Collected data entries
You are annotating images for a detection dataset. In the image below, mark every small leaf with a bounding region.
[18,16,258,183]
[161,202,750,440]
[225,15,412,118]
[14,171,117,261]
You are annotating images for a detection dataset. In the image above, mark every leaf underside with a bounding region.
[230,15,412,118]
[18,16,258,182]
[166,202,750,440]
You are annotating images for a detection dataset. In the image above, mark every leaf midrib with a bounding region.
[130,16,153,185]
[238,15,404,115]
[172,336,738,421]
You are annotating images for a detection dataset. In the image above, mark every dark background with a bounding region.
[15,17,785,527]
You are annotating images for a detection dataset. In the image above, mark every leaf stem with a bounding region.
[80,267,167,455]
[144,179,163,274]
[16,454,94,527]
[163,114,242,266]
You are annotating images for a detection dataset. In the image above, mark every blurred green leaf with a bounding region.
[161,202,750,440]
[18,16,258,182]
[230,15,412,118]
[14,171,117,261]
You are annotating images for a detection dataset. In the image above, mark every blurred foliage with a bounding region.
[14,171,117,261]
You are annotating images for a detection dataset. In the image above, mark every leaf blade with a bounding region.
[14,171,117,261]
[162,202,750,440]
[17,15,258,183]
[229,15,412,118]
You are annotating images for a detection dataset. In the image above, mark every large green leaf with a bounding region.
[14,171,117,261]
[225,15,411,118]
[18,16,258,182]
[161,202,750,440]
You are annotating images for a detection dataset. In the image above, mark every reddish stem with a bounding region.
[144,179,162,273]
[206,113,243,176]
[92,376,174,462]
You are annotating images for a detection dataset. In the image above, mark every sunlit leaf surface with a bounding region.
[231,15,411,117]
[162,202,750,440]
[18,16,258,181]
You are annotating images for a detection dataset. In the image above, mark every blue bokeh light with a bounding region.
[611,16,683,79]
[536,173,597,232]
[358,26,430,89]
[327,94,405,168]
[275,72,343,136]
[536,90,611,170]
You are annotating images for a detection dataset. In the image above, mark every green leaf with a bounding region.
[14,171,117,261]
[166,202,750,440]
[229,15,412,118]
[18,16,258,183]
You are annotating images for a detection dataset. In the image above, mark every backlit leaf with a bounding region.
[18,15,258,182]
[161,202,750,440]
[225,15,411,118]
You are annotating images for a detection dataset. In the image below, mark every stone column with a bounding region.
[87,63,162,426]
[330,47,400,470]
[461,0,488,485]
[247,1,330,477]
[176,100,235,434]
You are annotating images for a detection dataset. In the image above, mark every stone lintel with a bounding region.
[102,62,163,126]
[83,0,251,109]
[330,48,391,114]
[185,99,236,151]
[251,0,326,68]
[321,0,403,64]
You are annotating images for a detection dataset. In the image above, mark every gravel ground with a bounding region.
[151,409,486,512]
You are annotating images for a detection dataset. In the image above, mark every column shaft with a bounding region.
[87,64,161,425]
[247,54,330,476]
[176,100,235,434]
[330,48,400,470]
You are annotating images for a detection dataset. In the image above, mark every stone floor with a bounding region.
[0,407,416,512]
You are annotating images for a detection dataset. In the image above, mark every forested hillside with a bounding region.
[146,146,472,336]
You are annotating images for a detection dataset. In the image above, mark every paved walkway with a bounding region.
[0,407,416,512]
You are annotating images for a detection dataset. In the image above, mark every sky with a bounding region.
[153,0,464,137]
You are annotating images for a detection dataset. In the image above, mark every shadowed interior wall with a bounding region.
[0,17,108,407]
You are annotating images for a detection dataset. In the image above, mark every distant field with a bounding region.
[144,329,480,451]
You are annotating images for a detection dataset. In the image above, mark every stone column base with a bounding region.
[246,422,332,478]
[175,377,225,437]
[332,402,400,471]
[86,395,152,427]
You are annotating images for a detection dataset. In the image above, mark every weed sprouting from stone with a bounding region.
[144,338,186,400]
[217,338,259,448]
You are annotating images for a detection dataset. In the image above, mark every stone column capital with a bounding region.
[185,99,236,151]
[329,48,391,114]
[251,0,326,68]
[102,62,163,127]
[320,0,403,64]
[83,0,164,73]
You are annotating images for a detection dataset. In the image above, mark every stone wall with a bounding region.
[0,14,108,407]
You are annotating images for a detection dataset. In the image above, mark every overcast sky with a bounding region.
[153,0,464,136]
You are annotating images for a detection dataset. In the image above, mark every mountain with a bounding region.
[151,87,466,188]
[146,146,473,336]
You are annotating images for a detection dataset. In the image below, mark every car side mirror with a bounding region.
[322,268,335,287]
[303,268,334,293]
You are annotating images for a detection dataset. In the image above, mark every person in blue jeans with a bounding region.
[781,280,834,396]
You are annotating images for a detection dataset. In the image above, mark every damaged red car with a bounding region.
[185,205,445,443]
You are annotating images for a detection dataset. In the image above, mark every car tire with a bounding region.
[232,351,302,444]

__REQUIRED WORK__: Please extract the data word for word, beginning at its first line and stopping after the line that contains "[18,16,258,181]".

__OUTPUT FOR THIS TASK__:
You are annotating images for a detection dataset. In the image below, mark every small leaf with a bounding region.
[18,16,258,183]
[161,202,750,440]
[225,15,412,118]
[14,171,117,261]
You are annotating images for a detection dataset. In the image above, mark every leaf underside with a bounding region.
[230,15,412,118]
[18,16,258,182]
[166,202,750,440]
You are annotating images for a detection dataset. In the image above, mark every leaf midrib with a bounding region.
[130,16,153,185]
[238,15,404,115]
[172,336,738,421]
You are annotating images for a detection dataset. In the image above, mark every dark background with a bounding region.
[15,17,785,527]
You are annotating images for a detection dataset. In the image above, mark every leaf stem with a bounding region.
[80,267,167,455]
[144,179,163,274]
[16,454,94,527]
[163,114,242,266]
You are annotating images for a detection dataset. In the image above, mark every blurred green leaf with a bounding region.
[161,202,750,440]
[18,16,258,182]
[230,15,412,118]
[14,171,117,261]
You are annotating images for a detection dataset. In the image above, mark every blurred foliage with a bounding region.
[14,171,117,261]
You are annotating images for a detection dataset. In the image above, mark every leaf blade with a bounding region.
[14,171,117,261]
[162,202,750,440]
[17,15,258,183]
[229,15,412,118]
You are annotating images for a detection dataset. In the image above, mark every large green leaf with a bounding region.
[14,171,117,261]
[225,15,411,118]
[18,16,258,182]
[161,202,750,440]
You are annotating images for a detection dataset. In the image above, mark every reddish stem with a bounding region.
[144,179,162,273]
[206,113,243,176]
[92,376,174,462]
You are annotating images for a detection dataset. In the image above, mark every sunlit leaf surface with a bounding region.
[231,15,411,117]
[162,202,750,440]
[18,16,258,181]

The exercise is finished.